• [Source text]
____
# PM content in a PC



## Juan Manuel Arcos Frank (Jan 23, 2012)

This is the question:How much gold/silver or paladium is in a computer?

We do not know the answer exactly but we do know that PM exist in minimum amounts .Well,I found an interesting article about PM content in PC,it is written in japanese,take a look.

Kindest regards.

Manuel


----------



## Claudie (Jan 23, 2012)

I downloaded it but I cannot read Japanese.... :|


----------



## Juan Manuel Arcos Frank (Jan 23, 2012)

Claudie:

Me neither,but the graphics are in english and there is an abstract in english,take a look.

Kindest regards.

Manuel


----------



## s2550 (Jan 23, 2012)

Forward to page 7, charts are in English


----------



## patnor1011 (Jan 24, 2012)

Good catch Manuel.


----------



## jack_burton (Jan 24, 2012)

Very cool. I wonder what kind of PC they used. Not all of them are built the same.


----------



## Anonymous (Jan 24, 2012)

The only way they came up with these figures is if the used a P4 board.There are not too many cpu's that will yield .008gr of Au.At that rate it would take 125 of them,to recover a gram of Au.Everything else sounds about right though.


----------



## Claudie (Jan 24, 2012)

Interesting that a CD drive contains more Gold than the processor. :|


----------



## johnny309 (Jan 24, 2012)

Sorry....but......it didn't add up.....who made this must be falling asleep

Examples:
1)CPU weight(cpu package)...503,60 grams....?
2)Electric power cover...weight=276.46....but Fe=280 and Zn=0.92
3)Cords...are listed 0 grams...but they contain Cu,Sb,Pb and plastic
4) Pb is listed everywhere....but is forbitten in solder alloys.....ROHs..

Funny joke....


----------



## Claudie (Jan 24, 2012)

johnny309 said:


> Sorry....but......it didn't add up.....who made this must be falling asleep
> 
> Examples:
> 1)CPU weight(cpu package)...503,60 grams....?
> ...




CPU package must include and Aluminum/Copper heat sink & fan
but I think you are right, the numbers don't appear to add up.... :|


----------



## Anonymous (Jan 26, 2012)

A couple of things to remember here,
#1: They are in a foreign country,and their terminology may not be exactly the same as ours.
#2 : The use the word "package" in several test results,so I am positive that it includes things like heatsinks,and fans.
#3 : Everything does sound about right if this were a P4 computer.I am sure the "cable" thing was a simple mistke,considering that they are showing over 3 ounces of copper in it.


----------



## Fischer.Dave (May 7, 2012)

Simply copy the text, page by page, into Google Translate, I only tested a few sections (3 to 5 paragraphs or so) randomly through the pdf but it seemed to work and make sense, although I'm sure many of you could make more sense of it than myself. Not sure if anyone even is interested, but I saw an opportunity to possibly add something to the discussion (a rare thing here for a newcomer). Just want to say thank you to all of the experienced members for their wisdom and to all of the "noobs" for all of their mistakes and flawed logic, a mistake is a mistake, just because its not mine doesn't mean I can't learn from it. Thanks again.


----------
____
• [Stated task 1] From the forum thread on precious metals in a PC, extract the passage between "## Claudie (Jan 23, 2012)" and "english,take a look.", inclusive.
• [Stated task 2]
Using the forum thread on precious metals in a PC, decide whether each statement agrees with it. Answer yes or no for each, and quote the words from the thread that settle it.
(a) Claudie was able to read the Japanese article.
(b) s2550 pointed readers to page 7 for charts in English.
(c) johnny309 noted that cords are listed at 0 grams.
• [Stated task 3]
Answer these questions from the forum thread on precious metals in a PC:
(a) Which component did Claudie find interesting for containing more gold than the processor?
(b) According to the first Anonymous post, how many CPUs would it take to recover a gram of gold?
(c) What tool did Fischer.Dave suggest for translating the text page by page?

• [Records shown]
____
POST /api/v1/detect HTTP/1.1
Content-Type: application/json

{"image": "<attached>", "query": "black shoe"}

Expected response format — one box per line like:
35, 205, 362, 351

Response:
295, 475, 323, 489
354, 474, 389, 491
____
• [Correct output 1]
## Claudie (Jan 23, 2012)

I downloaded it but I cannot read Japanese.... :|


----------



## Juan Manuel Arcos Frank (Jan 23, 2012)

Claudie:

Me neither,but the graphics are in english and there is an abstract in english,take a look.

• [Correct output 2]
(a) No: "I downloaded it but I cannot read Japanese"
(b) Yes: "Forward to page 7, charts are in English"
(c) Yes: "Cords...are listed 0 grams"

• [Correct output 3]
(a) A CD drive
(b) 125
(c) Google Translate